Your reply should be one number: how many lines of the material contain the word "below".
*** Begin section ***
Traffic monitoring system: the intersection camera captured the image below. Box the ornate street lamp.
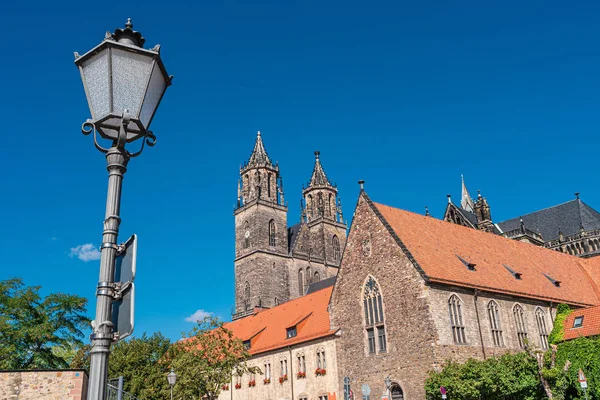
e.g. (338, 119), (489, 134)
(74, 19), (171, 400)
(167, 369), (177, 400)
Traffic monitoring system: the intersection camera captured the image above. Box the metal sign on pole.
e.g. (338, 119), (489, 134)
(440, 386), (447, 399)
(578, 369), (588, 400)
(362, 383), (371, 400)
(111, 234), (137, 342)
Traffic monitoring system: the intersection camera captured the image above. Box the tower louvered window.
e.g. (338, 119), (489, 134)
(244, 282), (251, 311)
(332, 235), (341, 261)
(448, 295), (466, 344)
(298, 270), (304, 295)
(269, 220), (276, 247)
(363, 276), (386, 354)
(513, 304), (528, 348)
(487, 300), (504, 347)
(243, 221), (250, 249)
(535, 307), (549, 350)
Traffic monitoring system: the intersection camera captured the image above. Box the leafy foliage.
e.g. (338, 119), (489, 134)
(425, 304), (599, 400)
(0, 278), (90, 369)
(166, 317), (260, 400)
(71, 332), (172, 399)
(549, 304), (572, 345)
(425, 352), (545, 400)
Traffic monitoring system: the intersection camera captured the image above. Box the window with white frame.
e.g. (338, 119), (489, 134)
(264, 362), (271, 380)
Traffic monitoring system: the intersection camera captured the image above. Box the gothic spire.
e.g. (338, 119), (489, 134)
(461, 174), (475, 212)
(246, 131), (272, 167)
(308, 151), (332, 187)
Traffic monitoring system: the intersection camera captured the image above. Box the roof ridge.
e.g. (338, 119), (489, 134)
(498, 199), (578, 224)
*** End section ***
*** Begin section ***
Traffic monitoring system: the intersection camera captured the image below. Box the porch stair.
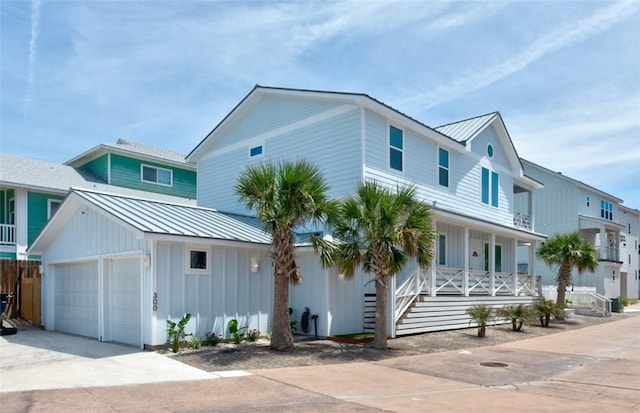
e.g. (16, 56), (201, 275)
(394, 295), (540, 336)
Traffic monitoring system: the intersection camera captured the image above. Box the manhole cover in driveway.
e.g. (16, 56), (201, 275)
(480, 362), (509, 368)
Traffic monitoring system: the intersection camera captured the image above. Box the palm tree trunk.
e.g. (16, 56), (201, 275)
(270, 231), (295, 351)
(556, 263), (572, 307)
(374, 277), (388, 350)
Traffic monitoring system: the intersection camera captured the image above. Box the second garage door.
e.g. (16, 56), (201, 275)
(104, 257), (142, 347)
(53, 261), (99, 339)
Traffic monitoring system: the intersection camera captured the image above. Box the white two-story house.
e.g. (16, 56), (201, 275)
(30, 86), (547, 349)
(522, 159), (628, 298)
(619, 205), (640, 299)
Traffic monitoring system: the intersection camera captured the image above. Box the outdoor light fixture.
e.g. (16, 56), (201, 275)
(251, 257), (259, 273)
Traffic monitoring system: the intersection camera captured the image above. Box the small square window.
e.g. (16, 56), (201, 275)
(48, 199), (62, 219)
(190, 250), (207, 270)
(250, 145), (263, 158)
*** End section ***
(Response):
2